WHAT YOU HAVE TO DO
Your response should match the records line for line.

══ MATERIAL FOR THE TASK ══

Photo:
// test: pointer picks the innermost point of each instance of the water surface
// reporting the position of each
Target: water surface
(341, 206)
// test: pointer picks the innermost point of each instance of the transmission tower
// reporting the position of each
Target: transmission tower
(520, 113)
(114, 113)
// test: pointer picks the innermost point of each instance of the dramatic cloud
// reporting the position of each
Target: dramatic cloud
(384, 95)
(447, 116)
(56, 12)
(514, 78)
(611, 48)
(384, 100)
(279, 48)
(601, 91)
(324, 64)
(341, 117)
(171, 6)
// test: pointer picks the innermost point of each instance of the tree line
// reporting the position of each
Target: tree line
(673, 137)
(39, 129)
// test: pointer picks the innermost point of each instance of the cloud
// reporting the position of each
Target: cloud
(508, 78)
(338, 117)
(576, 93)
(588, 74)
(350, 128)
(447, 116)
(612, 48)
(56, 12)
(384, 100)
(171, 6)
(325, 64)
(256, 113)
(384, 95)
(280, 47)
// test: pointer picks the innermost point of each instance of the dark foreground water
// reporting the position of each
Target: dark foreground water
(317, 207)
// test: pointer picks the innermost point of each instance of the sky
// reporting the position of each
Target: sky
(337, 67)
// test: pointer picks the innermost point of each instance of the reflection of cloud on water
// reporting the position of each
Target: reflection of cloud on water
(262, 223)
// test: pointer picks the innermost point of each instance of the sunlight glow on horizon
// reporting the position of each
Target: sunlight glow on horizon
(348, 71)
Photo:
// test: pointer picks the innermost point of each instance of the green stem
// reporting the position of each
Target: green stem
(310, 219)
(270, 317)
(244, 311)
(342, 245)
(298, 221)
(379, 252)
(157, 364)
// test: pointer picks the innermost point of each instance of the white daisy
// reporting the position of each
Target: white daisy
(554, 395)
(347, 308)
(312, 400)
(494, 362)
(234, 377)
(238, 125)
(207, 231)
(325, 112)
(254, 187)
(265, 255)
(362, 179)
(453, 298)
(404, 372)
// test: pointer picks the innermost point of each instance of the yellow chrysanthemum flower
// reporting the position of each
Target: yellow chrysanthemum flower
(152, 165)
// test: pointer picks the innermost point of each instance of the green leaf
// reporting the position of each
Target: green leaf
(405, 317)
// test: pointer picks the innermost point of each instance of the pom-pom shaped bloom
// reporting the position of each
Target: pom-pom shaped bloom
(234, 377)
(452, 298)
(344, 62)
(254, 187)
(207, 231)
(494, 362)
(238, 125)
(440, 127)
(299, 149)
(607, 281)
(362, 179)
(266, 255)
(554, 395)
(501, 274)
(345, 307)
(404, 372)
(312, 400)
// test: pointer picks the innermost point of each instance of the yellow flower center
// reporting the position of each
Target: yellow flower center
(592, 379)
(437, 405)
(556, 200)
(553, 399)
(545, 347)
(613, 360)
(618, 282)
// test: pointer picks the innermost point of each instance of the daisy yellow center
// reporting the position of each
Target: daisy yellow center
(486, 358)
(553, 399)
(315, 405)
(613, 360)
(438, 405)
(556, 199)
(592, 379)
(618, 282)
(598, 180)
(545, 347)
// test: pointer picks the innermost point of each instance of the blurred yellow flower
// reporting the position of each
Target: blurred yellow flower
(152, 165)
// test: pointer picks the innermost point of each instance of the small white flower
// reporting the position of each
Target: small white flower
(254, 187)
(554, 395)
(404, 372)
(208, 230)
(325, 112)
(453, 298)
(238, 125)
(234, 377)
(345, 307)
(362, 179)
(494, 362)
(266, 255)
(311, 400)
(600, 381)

═══

RESPONSE AREA
Photo:
// test: pointer picks the innermost point of each instance of the water surface
// reporting the position of each
Target: water surface
(341, 206)
// test: pointer picks the innermost point of each instance of the transmission tower
// reporting the position of each
Target: transmission tower
(520, 113)
(114, 113)
// test: pointer picks the innermost point of each instance of the dramatic cloud
// reporting the position of each
Target: dramatic cloud
(384, 95)
(447, 116)
(56, 12)
(514, 78)
(611, 48)
(384, 100)
(279, 48)
(601, 91)
(324, 64)
(341, 117)
(171, 6)
// test: pointer picks the innermost point of each instance of the tree line
// reporting the position of each
Target: tree line
(673, 137)
(39, 129)
// test: pointer picks the innermost point of each instance of the cloud
// reporting the position of each
Target: cloud
(508, 78)
(338, 117)
(576, 93)
(588, 74)
(350, 128)
(447, 116)
(612, 48)
(56, 12)
(384, 100)
(171, 6)
(325, 64)
(256, 113)
(384, 95)
(280, 47)
// test: pointer picks the innermost point of each instance of the dark foreground water
// reporting the position of each
Target: dark foreground water
(317, 207)
// test: pointer picks the innermost point of each instance of the sky
// reporting the position of each
Target: sky
(337, 67)
// test: pointer picks the innermost point of each instance of the reflection of cloud on water
// reporting the position of each
Target: reflection of cloud on water
(262, 223)
// test: pointer picks the innermost point of each instance of the sunlight glow on horizon
// reporting the position of each
Target: sunlight glow on horizon
(348, 71)
Photo:
// test: pointer picks the innermost point of each instance of the green stem
// reporting the position of each
Target: green stem
(310, 219)
(270, 317)
(244, 311)
(342, 245)
(298, 221)
(379, 252)
(157, 364)
// test: pointer picks the innermost point of each instance of the white daisy
// reporting the position of each
Target: white daisy
(554, 395)
(347, 308)
(312, 400)
(494, 362)
(234, 377)
(238, 125)
(207, 231)
(325, 112)
(254, 187)
(265, 255)
(362, 179)
(453, 298)
(404, 372)
// test: pointer picks the innermost point of each instance of the yellow chrysanthemum flower
// reporting the position of each
Target: yellow chrysanthemum flower
(152, 165)
// test: pointer picks the innermost point of each instance of the green leaf
// reporting the position of each
Target: green leaf
(405, 317)
// test: pointer picks the innermost point of each instance of the pom-pom shaped bloom
// reporting the position of each
Target: pom-pom shaped bloom
(234, 377)
(452, 298)
(344, 62)
(254, 187)
(207, 231)
(494, 362)
(238, 125)
(440, 127)
(299, 149)
(607, 281)
(362, 179)
(266, 255)
(554, 395)
(501, 274)
(345, 307)
(404, 372)
(312, 400)
// test: pointer picks the innermost point of each instance of the yellow flower center
// reporting the position of each
Target: yellow flower center
(592, 379)
(437, 405)
(556, 200)
(553, 399)
(545, 347)
(613, 360)
(618, 282)
// test: pointer picks the innermost point of each instance of the daisy yellow center
// reporting the position of each
Target: daisy yellow center
(486, 358)
(553, 399)
(315, 405)
(613, 360)
(438, 405)
(556, 199)
(592, 379)
(618, 282)
(598, 180)
(545, 347)
// test: pointer picks the innermost point of each instance of the blurred yellow flower
// reporting the position of each
Target: blurred yellow flower
(152, 165)
// test: pointer picks the innermost point of each instance of the small white flower
// reporting the position of each
Target: small white flower
(254, 187)
(554, 395)
(404, 372)
(208, 230)
(325, 112)
(453, 298)
(238, 125)
(234, 377)
(345, 307)
(362, 179)
(494, 362)
(266, 255)
(311, 400)
(600, 381)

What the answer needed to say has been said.